EXTRACTED ENTRIES Block Start

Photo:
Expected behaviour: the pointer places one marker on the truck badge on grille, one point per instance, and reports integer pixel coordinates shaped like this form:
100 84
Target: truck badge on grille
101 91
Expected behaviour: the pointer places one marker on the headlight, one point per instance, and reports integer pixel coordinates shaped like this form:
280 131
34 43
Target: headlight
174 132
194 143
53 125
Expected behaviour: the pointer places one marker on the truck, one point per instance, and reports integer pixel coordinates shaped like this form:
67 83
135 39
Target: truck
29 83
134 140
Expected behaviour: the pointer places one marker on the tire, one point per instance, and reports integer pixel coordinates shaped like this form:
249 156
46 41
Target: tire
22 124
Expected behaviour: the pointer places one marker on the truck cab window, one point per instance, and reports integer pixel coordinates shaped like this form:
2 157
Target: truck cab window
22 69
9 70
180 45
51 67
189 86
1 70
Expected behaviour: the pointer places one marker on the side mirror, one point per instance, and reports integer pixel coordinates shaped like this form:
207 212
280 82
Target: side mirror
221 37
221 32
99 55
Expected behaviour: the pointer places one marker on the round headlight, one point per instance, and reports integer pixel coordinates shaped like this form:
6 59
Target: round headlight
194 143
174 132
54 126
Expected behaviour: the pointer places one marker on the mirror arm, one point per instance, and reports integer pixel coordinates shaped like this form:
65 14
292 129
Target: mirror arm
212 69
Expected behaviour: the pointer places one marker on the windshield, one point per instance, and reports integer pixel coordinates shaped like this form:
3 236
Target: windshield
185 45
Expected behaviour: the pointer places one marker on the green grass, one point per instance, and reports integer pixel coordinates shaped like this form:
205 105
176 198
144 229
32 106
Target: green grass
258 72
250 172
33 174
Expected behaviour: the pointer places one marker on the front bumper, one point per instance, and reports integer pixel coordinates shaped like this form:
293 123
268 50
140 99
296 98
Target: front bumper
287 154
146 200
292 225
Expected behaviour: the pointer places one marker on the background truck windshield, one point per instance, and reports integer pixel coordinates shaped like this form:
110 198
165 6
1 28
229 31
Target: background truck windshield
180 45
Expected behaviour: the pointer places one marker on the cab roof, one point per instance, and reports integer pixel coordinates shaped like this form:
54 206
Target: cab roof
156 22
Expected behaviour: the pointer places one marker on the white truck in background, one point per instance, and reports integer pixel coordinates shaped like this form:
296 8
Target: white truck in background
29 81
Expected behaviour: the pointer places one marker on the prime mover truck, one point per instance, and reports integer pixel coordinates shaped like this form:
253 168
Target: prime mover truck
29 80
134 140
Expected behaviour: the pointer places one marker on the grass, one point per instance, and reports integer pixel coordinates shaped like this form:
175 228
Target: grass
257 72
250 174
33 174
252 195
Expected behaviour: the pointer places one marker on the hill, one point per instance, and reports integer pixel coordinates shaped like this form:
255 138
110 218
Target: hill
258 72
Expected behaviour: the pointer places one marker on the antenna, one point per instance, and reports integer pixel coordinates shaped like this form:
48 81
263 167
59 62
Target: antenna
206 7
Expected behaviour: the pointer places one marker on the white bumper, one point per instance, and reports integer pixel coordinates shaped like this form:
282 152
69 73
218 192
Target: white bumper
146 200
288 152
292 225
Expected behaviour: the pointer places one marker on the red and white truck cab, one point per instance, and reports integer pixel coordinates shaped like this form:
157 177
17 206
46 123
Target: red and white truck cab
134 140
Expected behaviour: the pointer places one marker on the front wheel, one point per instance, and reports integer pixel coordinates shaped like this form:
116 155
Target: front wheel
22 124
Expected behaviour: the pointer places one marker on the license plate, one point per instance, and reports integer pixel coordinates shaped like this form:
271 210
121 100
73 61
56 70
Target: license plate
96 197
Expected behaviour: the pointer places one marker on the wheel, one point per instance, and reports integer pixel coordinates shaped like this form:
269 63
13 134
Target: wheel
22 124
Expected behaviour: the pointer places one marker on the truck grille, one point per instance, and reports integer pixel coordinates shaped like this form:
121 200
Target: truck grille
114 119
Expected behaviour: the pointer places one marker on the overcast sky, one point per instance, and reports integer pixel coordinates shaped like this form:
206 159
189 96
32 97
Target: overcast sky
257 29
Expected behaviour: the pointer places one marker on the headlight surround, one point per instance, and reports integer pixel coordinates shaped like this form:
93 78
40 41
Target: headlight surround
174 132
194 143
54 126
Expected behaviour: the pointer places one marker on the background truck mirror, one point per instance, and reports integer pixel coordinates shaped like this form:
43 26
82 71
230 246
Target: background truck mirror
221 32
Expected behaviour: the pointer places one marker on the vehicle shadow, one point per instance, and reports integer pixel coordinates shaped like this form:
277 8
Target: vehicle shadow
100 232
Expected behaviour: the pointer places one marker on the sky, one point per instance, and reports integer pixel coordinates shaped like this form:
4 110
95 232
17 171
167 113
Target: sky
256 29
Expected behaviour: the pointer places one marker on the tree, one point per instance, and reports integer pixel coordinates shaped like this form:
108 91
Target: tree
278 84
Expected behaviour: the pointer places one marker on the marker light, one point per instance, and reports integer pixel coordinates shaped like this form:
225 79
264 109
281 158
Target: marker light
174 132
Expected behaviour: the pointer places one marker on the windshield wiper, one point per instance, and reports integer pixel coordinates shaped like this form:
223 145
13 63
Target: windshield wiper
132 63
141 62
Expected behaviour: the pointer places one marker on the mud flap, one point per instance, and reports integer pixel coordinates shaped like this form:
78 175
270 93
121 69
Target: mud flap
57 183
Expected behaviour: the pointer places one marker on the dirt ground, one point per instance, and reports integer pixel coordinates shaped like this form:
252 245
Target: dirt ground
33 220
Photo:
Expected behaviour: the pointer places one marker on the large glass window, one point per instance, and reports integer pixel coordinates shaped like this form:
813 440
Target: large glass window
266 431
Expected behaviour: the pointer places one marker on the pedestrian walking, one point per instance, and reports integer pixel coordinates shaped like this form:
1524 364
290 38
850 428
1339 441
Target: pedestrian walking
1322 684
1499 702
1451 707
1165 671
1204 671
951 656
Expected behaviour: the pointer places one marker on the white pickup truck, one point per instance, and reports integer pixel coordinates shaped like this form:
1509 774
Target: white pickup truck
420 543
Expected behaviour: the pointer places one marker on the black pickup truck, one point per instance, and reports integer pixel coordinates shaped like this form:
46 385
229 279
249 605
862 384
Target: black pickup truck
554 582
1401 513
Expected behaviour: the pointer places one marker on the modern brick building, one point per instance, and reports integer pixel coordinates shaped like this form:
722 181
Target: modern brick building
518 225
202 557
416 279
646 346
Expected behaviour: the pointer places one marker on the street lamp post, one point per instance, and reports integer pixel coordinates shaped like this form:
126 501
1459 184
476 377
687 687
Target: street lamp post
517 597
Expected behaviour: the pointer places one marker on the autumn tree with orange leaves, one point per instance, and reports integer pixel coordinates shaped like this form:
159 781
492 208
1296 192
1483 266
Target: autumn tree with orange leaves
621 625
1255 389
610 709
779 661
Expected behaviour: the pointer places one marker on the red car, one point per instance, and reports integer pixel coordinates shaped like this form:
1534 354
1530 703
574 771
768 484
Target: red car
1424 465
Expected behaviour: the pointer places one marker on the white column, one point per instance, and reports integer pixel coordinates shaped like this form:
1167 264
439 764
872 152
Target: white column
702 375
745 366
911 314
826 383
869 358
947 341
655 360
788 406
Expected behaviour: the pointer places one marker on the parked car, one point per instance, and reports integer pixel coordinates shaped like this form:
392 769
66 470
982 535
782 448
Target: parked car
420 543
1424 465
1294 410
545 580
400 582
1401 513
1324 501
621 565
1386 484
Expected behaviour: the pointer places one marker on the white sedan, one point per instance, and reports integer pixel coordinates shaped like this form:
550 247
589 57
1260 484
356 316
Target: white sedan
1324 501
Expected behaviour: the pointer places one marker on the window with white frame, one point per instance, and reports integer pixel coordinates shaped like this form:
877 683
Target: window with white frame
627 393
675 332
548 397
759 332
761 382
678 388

EXTRACTED ENTRIES Block End

● INSTRUCTIONS TO FOLLOW: Print exactly the lines of the records from the one containing "Expected behaviour: the pointer places one marker on the modern" through the end, and nothing besides them.

● ANSWER:
Expected behaviour: the pointer places one marker on the modern brick building, one point per instance, and reports integer pixel coordinates shaped like this form:
722 181
Target: modern brick building
518 225
202 557
416 279
646 346
Expected behaviour: the pointer places one marker on the street lamp post, one point per instance, and reports integer pixel coordinates shaped like this form:
126 501
1459 184
476 377
687 687
Target: street lamp post
517 597
Expected behaviour: the pointer places one marker on the autumn tree with orange leaves, one point per instance, and reports integer pixel coordinates shaped like this form:
159 781
492 208
1296 192
1483 266
Target: autumn tree with orange leaves
621 625
1255 389
610 709
779 661
Expected behaviour: the pointer places one marker on the red car, one point per instance, and reports integer pixel coordinates shaped like this form:
1534 354
1530 703
574 771
768 484
Target: red car
1424 465
Expected behaviour: the pointer places one marker on the white column, one point per instance, and reports integer pixel coordinates shaped like this form:
1167 264
439 764
872 152
Target: white column
702 375
745 366
911 314
826 383
869 358
947 341
655 360
788 406
Expected behaviour: the pointer places one marker on the parked car, one point per instance, and reports integer pixel coordinates shaped like this form:
392 769
66 470
982 535
782 448
Target: parked car
420 543
1424 465
1294 410
545 580
400 582
1401 513
1324 501
621 565
1386 484
Expected behaviour: the pointer places one marker on the white sedan, one point per instance, and reports integer pixel coordinates shaped like this form:
550 247
589 57
1260 484
356 316
Target: white sedan
1324 501
Expected behaviour: the pointer places one marker on the window with white frame, one point per instance, and reports integer pixel coordinates shaped like this form:
877 683
Target: window with white frame
627 393
675 332
548 397
759 332
761 382
678 388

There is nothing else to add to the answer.